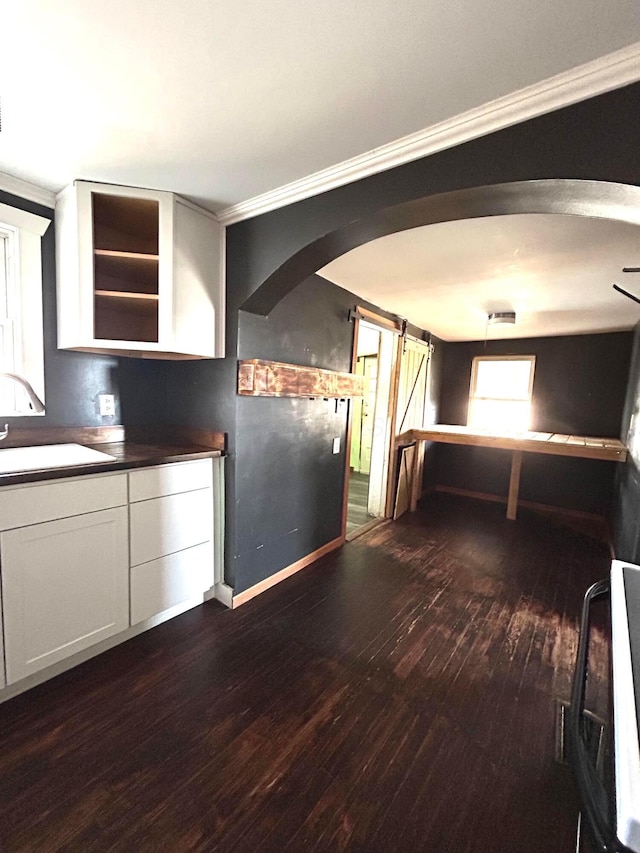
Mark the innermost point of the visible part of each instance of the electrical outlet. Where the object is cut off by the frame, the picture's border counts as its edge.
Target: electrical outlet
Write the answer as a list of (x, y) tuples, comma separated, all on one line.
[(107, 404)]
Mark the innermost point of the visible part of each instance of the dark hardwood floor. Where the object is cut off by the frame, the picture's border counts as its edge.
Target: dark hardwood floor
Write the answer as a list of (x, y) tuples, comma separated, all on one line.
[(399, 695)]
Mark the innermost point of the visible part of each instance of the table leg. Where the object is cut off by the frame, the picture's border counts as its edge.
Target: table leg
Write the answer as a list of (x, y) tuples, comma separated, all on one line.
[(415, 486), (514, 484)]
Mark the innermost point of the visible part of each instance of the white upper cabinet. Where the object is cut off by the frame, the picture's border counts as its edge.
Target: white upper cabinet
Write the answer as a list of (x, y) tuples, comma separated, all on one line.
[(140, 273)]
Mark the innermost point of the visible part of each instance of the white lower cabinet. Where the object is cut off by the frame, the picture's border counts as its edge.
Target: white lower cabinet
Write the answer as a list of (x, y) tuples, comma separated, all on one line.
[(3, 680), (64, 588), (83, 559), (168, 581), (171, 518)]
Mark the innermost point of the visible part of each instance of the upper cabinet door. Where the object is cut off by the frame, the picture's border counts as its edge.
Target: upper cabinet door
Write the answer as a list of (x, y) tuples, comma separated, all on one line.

Prompt: Scale the stretch of the listing from the line containing "the white upper" through the line containing "[(3, 680), (64, 588), (83, 559), (168, 581), (171, 518)]". Reproduce every line, requests included, and multiply each coordinate in the answers by 1.3, rounding to whole numbers with halves rounded up; give only those lines.

Result of this task:
Mark the innermost point of the visible part of each instance of the white upper cabinet. Where the object is cut off by the frame, the picture's border counts as its edge.
Target: white upper cabinet
Write the answer as a list of (x, y) tuples, comma separated, all on one line.
[(182, 355)]
Mark the innermost point of the visible part of each instance of the white lower cabinet. Where the object is cut off by the frame, the picture's border counts as its edge.
Target: white lower cabinet
Write the answer as a list of (x, y) tuples, comma separated, all on one line.
[(4, 884), (83, 764), (108, 727), (218, 755), (222, 673)]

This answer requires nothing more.